Your task: This task calls for the lines below starting at the one containing "positive clicks: (272, 86)" and ending at the one containing "211L502 201L492 199L487", repeated exactly with both ends kept and pictures left out.

[Data shown — start]

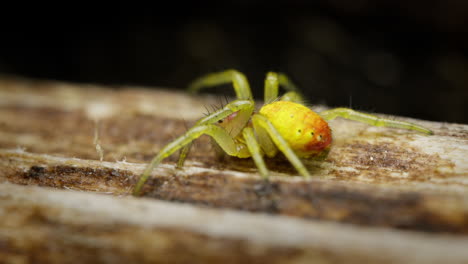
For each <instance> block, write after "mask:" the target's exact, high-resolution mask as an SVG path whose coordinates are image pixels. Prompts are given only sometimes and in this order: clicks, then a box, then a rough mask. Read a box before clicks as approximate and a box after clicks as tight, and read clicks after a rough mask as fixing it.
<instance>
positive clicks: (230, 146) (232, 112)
mask: <svg viewBox="0 0 468 264" xmlns="http://www.w3.org/2000/svg"><path fill="white" fill-rule="evenodd" d="M253 110H254V103H253V101H250V100H235V101H233V102H231V103H229V104H227V105H226V106H224V107H223V108H222V109H220V110H218V111H216V112H214V113H212V114H211V115H209V116H206V117H204V118H202V119H200V120H199V121H198V122H197V123H196V124H195V126H193V127H192V128H191V129H189V130H188V131H187V132H186V133H185V134H183V135H182V136H180V137H178V138H177V139H175V140H174V141H172V142H171V143H169V144H167V145H166V146H164V147H163V148H162V149H161V150H160V151H159V153H158V155H156V156H155V157H154V158H153V160H152V161H151V162H150V164H149V165H148V166H147V167H146V169H145V171H144V172H143V174H142V175H141V177H140V179H139V180H138V182H137V184H136V186H135V188H134V190H133V195H139V194H140V192H141V189H142V187H143V184H145V182H146V181H147V180H148V177H149V176H150V174H151V171H152V170H153V169H154V168H155V167H156V166H158V165H159V163H161V161H162V160H163V159H165V158H167V157H169V156H170V155H172V154H173V153H174V152H176V151H177V150H179V149H181V148H185V147H186V146H188V145H190V144H191V143H192V141H194V140H195V139H197V138H198V137H200V136H201V135H203V134H206V135H209V136H211V137H212V138H213V139H214V140H215V141H216V142H217V143H218V145H219V146H220V147H221V148H222V149H223V150H224V151H225V152H226V153H227V154H228V155H232V156H238V157H245V156H249V155H250V154H249V153H248V152H247V151H246V150H245V149H242V148H241V146H240V147H239V146H238V145H236V143H235V142H234V139H233V138H234V136H233V135H232V134H230V133H228V132H227V130H225V129H224V128H222V127H220V126H216V125H213V123H216V122H218V121H219V120H222V119H224V118H226V117H227V116H229V115H230V114H232V113H235V112H238V113H239V114H238V116H239V118H240V119H239V120H240V121H242V122H244V123H243V124H238V125H241V126H242V127H244V126H245V124H246V123H247V122H248V120H249V118H247V117H250V115H251V114H252V112H253ZM241 130H242V128H239V131H241ZM185 151H187V153H188V149H187V150H185V149H183V150H182V153H184V152H185ZM187 153H185V154H184V156H183V157H182V160H181V159H179V162H178V164H183V162H184V160H185V157H186V156H187V155H186V154H187Z"/></svg>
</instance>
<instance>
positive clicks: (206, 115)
mask: <svg viewBox="0 0 468 264" xmlns="http://www.w3.org/2000/svg"><path fill="white" fill-rule="evenodd" d="M203 107H204V108H205V110H206V113H203V114H204V115H205V116H209V115H211V113H210V110H209V109H208V107H206V105H203Z"/></svg>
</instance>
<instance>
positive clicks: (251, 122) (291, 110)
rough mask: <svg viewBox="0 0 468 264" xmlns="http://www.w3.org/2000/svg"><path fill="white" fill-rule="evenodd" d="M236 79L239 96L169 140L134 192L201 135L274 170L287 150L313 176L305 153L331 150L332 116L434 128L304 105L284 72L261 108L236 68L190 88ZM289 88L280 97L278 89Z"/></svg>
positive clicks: (220, 145) (197, 83) (196, 90)
mask: <svg viewBox="0 0 468 264" xmlns="http://www.w3.org/2000/svg"><path fill="white" fill-rule="evenodd" d="M230 82H232V84H233V86H234V90H235V92H236V96H237V100H234V101H232V102H230V103H228V104H227V105H226V106H224V107H223V108H222V109H219V110H217V111H215V112H213V113H211V114H209V115H208V116H206V117H204V118H202V119H200V120H198V122H197V123H196V124H195V125H194V126H193V127H192V128H190V129H189V130H188V131H187V132H186V133H185V134H183V135H182V136H180V137H178V138H177V139H175V140H174V141H172V142H170V143H169V144H167V145H166V146H165V147H163V148H162V149H161V151H159V153H158V155H156V156H155V157H154V158H153V160H152V161H151V163H150V164H149V165H148V166H147V167H146V169H145V171H144V172H143V174H142V176H141V177H140V179H139V180H138V182H137V184H136V186H135V188H134V190H133V194H134V195H139V194H140V192H141V189H142V187H143V185H144V184H145V182H146V181H147V179H148V177H149V176H150V174H151V171H152V170H153V169H154V168H155V167H156V166H158V165H159V163H160V162H161V161H162V160H163V159H165V158H167V157H169V156H170V155H172V154H173V153H174V152H176V151H177V150H179V149H182V151H181V154H180V157H179V161H178V165H177V166H178V167H182V166H183V164H184V161H185V158H186V157H187V154H188V151H189V149H190V146H191V144H192V142H193V141H194V140H195V139H197V138H198V137H200V136H201V135H204V134H205V135H208V136H211V137H212V138H213V139H214V141H216V142H217V143H218V145H219V146H220V147H221V149H222V150H223V151H224V152H226V153H227V154H228V155H231V156H235V157H239V158H250V157H251V158H253V160H254V162H255V164H256V166H257V168H258V170H259V173H260V175H261V176H263V177H264V178H267V177H268V175H269V172H268V169H267V166H266V164H265V161H264V160H263V156H264V155H266V156H268V157H274V156H275V155H276V154H277V153H278V151H281V152H282V153H283V154H284V156H285V157H286V158H287V159H288V160H289V162H290V163H291V164H292V165H293V166H294V168H295V169H296V170H297V171H298V172H299V174H301V175H302V176H304V177H305V178H309V177H310V174H309V172H308V171H307V169H306V167H305V166H304V165H303V164H302V162H301V160H300V158H308V157H313V156H317V155H319V154H321V153H324V152H325V151H328V149H329V148H330V144H331V142H332V134H331V129H330V127H329V126H328V123H327V121H329V120H332V119H334V118H336V117H343V118H347V119H351V120H355V121H358V122H362V123H366V124H369V125H373V126H384V127H394V128H402V129H409V130H415V131H418V132H421V133H424V134H432V131H430V130H428V129H426V128H424V127H422V126H419V125H416V124H412V123H408V122H402V121H396V120H390V119H385V118H380V117H377V116H374V115H370V114H366V113H361V112H357V111H354V110H352V109H349V108H335V109H330V110H326V111H322V112H320V113H315V112H314V111H312V110H310V109H309V108H307V107H306V106H304V105H302V104H301V102H302V97H301V95H300V94H299V92H298V90H297V89H296V87H295V86H294V85H293V83H292V82H291V81H290V80H289V78H288V77H287V76H286V75H284V74H281V73H275V72H269V73H268V74H267V76H266V78H265V97H264V102H265V104H264V105H263V106H262V107H261V108H260V109H259V110H258V111H257V110H255V103H254V101H253V99H252V93H251V91H250V86H249V83H248V81H247V79H246V78H245V76H244V75H243V74H242V73H240V72H238V71H236V70H227V71H223V72H218V73H212V74H208V75H206V76H203V77H201V78H199V79H197V80H195V81H194V82H193V83H192V84H191V85H190V87H189V91H191V92H197V91H198V90H200V89H202V88H204V87H211V86H216V85H220V84H225V83H230ZM279 86H282V87H283V88H285V89H286V90H287V92H286V93H285V94H284V95H283V96H281V97H278V88H279Z"/></svg>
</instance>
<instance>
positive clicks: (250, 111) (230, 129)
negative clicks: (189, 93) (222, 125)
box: [176, 100, 255, 169]
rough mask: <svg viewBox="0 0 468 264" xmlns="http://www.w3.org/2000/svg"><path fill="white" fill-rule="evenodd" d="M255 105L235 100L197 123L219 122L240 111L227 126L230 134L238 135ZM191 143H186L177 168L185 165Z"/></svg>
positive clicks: (245, 100) (234, 136)
mask: <svg viewBox="0 0 468 264" xmlns="http://www.w3.org/2000/svg"><path fill="white" fill-rule="evenodd" d="M254 107H255V106H254V103H253V102H252V101H250V100H235V101H233V102H231V103H229V104H227V105H226V106H224V108H222V109H220V110H218V111H216V112H214V113H212V114H210V115H208V116H206V117H204V118H202V119H200V120H198V122H197V123H196V124H195V125H203V124H213V123H216V122H218V121H219V120H222V119H224V118H226V117H227V116H229V115H230V114H232V113H234V112H238V114H237V116H236V121H235V122H231V124H229V125H228V126H227V127H225V129H226V131H229V134H230V135H231V136H232V137H235V136H237V134H239V133H240V131H241V130H242V128H244V127H245V124H246V123H247V122H248V121H249V119H250V116H251V115H252V112H253V110H254ZM191 145H192V144H191V143H190V144H188V145H186V146H185V147H184V148H183V149H182V151H181V152H180V155H179V160H178V162H177V166H176V167H177V168H179V169H180V168H182V167H183V166H184V162H185V159H186V158H187V155H188V152H189V150H190V147H191Z"/></svg>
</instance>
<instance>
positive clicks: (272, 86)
mask: <svg viewBox="0 0 468 264" xmlns="http://www.w3.org/2000/svg"><path fill="white" fill-rule="evenodd" d="M279 86H281V87H283V88H284V89H286V91H288V92H286V93H285V94H284V95H282V96H281V101H292V102H296V103H302V102H303V98H302V96H301V94H300V93H299V90H298V89H297V88H296V86H295V85H294V83H293V82H292V81H291V80H290V79H289V78H288V76H286V75H285V74H283V73H276V72H269V73H267V76H266V78H265V91H264V94H265V99H264V101H265V103H266V104H268V103H271V102H273V101H275V100H276V99H278V89H279Z"/></svg>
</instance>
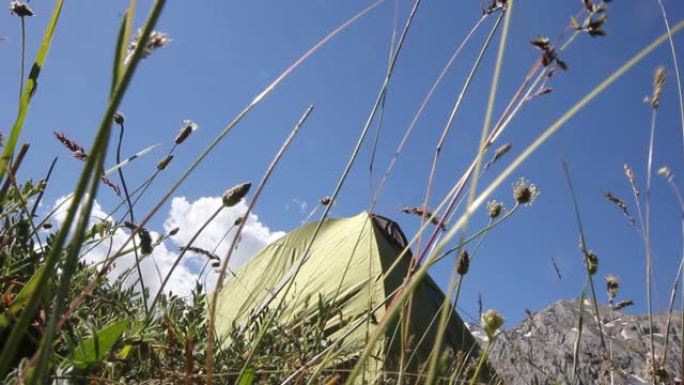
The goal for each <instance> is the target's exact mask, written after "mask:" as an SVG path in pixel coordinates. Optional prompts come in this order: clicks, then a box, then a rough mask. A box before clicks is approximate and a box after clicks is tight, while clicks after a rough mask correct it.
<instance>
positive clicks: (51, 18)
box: [0, 0, 64, 179]
mask: <svg viewBox="0 0 684 385" xmlns="http://www.w3.org/2000/svg"><path fill="white" fill-rule="evenodd" d="M63 4H64V0H58V1H57V2H56V4H55V7H54V9H53V11H52V16H51V17H50V22H49V23H48V26H47V28H46V29H45V33H44V34H43V40H42V41H41V43H40V48H39V49H38V53H37V54H36V59H35V61H34V62H33V66H32V67H31V72H29V77H28V79H27V81H26V86H24V90H23V91H22V92H21V100H20V101H19V111H18V112H17V118H16V120H15V121H14V125H12V131H10V134H9V138H8V139H7V143H5V149H4V150H3V152H2V158H0V179H2V177H4V176H5V168H6V167H5V165H6V164H7V163H9V160H10V159H11V158H12V154H13V153H14V148H15V147H16V146H17V141H19V136H20V135H21V131H22V129H23V127H24V121H25V120H26V113H28V108H29V104H30V102H31V98H32V97H33V94H34V93H35V92H36V88H37V87H38V76H39V75H40V71H41V70H42V69H43V65H44V64H45V59H46V58H47V54H48V51H49V50H50V45H51V44H52V37H53V36H54V34H55V28H56V27H57V21H59V15H60V14H61V13H62V5H63Z"/></svg>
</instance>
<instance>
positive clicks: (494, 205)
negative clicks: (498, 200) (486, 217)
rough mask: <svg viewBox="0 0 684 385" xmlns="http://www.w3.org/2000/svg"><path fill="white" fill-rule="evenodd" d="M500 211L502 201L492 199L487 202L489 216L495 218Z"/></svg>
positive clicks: (500, 211) (487, 210) (502, 207)
mask: <svg viewBox="0 0 684 385" xmlns="http://www.w3.org/2000/svg"><path fill="white" fill-rule="evenodd" d="M502 211H503V203H501V201H497V200H493V201H489V203H487V212H488V213H489V217H490V218H492V219H496V218H497V217H498V216H499V215H501V212H502Z"/></svg>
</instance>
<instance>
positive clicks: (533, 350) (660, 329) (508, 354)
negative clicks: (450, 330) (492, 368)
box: [471, 300, 684, 385]
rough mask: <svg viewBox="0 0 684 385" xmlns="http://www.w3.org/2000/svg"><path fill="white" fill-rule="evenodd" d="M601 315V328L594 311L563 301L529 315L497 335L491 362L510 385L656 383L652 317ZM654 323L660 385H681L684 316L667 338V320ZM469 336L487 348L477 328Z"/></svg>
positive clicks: (667, 319)
mask: <svg viewBox="0 0 684 385" xmlns="http://www.w3.org/2000/svg"><path fill="white" fill-rule="evenodd" d="M581 309H583V312H584V314H583V317H584V322H583V326H582V333H581V338H580V340H579V349H578V354H577V374H576V379H574V377H575V376H574V374H573V371H574V370H573V367H574V361H575V355H574V351H575V345H576V344H577V343H578V335H579V317H580V311H581ZM599 313H600V316H601V323H600V324H599V323H598V322H597V320H596V317H595V316H594V306H593V305H592V304H591V303H589V302H587V301H585V302H584V303H583V304H582V307H580V303H579V301H577V300H574V301H570V300H568V301H559V302H557V303H555V304H553V305H551V306H549V307H548V308H546V309H544V310H541V311H539V312H537V313H532V312H528V318H527V319H526V320H525V321H523V322H522V323H520V324H519V325H517V326H515V327H512V328H510V329H507V330H504V331H503V332H502V334H500V335H499V337H498V338H497V339H496V341H495V342H494V345H493V346H492V349H491V352H490V355H489V359H490V362H491V364H492V365H493V366H494V368H496V370H497V372H498V374H499V375H500V376H502V377H503V378H504V379H506V383H507V384H514V385H517V384H650V383H652V380H651V378H652V377H650V373H649V367H652V365H650V362H651V359H650V356H651V354H650V351H651V349H650V346H651V337H650V333H649V330H650V328H649V321H648V316H646V315H633V314H629V313H627V312H624V311H617V310H613V309H611V308H609V307H607V306H599ZM653 318H654V319H653V342H654V346H655V353H656V362H658V363H659V364H658V365H657V375H658V376H660V380H659V383H665V384H681V383H682V380H681V378H682V368H683V366H684V360H683V356H682V349H681V347H682V314H681V313H676V312H675V313H673V314H672V317H671V321H670V322H671V323H670V326H669V329H670V330H669V333H667V327H666V324H667V320H668V317H667V314H657V315H654V317H653ZM471 331H472V332H473V334H474V335H475V336H476V337H478V338H480V339H481V340H482V342H483V343H485V342H484V337H483V333H480V332H479V331H478V330H477V327H475V326H471ZM602 334H603V341H605V348H604V343H603V342H602V338H601V335H602ZM666 336H668V337H667V338H668V339H669V342H668V343H667V344H666V343H665V340H666ZM666 345H667V355H666V356H665V354H664V353H665V349H666ZM573 380H574V381H573Z"/></svg>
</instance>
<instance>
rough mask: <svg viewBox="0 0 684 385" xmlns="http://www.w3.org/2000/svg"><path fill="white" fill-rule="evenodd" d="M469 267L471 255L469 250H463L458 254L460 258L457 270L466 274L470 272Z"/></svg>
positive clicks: (457, 261)
mask: <svg viewBox="0 0 684 385" xmlns="http://www.w3.org/2000/svg"><path fill="white" fill-rule="evenodd" d="M468 269H470V255H469V254H468V251H467V250H463V251H461V254H459V255H458V260H457V261H456V272H457V273H458V274H459V275H466V274H468Z"/></svg>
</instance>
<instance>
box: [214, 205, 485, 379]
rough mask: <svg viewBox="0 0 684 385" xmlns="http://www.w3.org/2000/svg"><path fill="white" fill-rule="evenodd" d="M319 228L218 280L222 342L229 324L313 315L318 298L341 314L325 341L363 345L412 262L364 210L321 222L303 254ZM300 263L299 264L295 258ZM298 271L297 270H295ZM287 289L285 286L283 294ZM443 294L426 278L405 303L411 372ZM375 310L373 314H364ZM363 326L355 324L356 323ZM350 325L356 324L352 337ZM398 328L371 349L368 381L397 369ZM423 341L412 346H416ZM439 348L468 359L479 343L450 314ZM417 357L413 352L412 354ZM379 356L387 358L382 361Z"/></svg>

[Data shown — finish]

Written solution:
positive clicks: (272, 86)
mask: <svg viewBox="0 0 468 264" xmlns="http://www.w3.org/2000/svg"><path fill="white" fill-rule="evenodd" d="M279 86H281V87H283V88H284V89H286V91H288V92H286V93H285V94H284V95H282V96H281V101H292V102H296V103H302V102H303V98H302V96H301V94H300V93H299V90H298V89H297V88H296V86H295V85H294V83H293V82H292V81H291V80H290V79H289V78H288V76H286V75H285V74H283V73H276V72H269V73H267V76H266V78H265V91H264V94H265V99H264V101H265V103H266V104H268V103H271V102H273V101H275V100H276V99H278V89H279Z"/></svg>
</instance>
The goal for each <instance> is the target's exact mask, written after "mask:" as an SVG path in pixel coordinates. Optional prompts come in this order: clicks, then a box, then a rough mask. A box before clicks is approximate and a box after clicks is tight, while clicks after a rough mask correct it.
<instance>
positive clicks: (51, 18)
box: [0, 0, 64, 179]
mask: <svg viewBox="0 0 684 385" xmlns="http://www.w3.org/2000/svg"><path fill="white" fill-rule="evenodd" d="M63 4H64V0H58V1H57V2H56V4H55V7H54V9H53V11H52V16H51V17H50V22H49V23H48V26H47V28H46V29H45V33H44V34H43V40H42V41H41V43H40V48H39V49H38V53H37V54H36V59H35V61H34V62H33V66H32V67H31V72H29V77H28V79H27V81H26V86H24V90H23V91H22V92H21V100H20V101H19V111H18V112H17V118H16V120H15V121H14V125H12V131H10V134H9V138H8V139H7V143H5V149H4V150H3V152H2V158H0V179H2V177H4V176H5V168H6V167H5V165H6V164H7V163H9V160H10V159H11V158H12V154H13V153H14V148H15V147H16V146H17V141H19V136H20V135H21V131H22V129H23V127H24V121H25V120H26V113H28V108H29V104H30V102H31V98H32V97H33V94H34V93H35V92H36V88H37V87H38V76H39V75H40V71H41V70H42V69H43V65H44V64H45V59H46V58H47V54H48V51H49V50H50V45H51V44H52V37H53V36H54V34H55V28H56V27H57V21H59V15H60V14H61V13H62V5H63Z"/></svg>
</instance>
<instance>
positive clicks: (494, 205)
negative clicks: (498, 200) (486, 217)
rough mask: <svg viewBox="0 0 684 385" xmlns="http://www.w3.org/2000/svg"><path fill="white" fill-rule="evenodd" d="M500 211L502 201L492 199L487 202L489 216L495 218Z"/></svg>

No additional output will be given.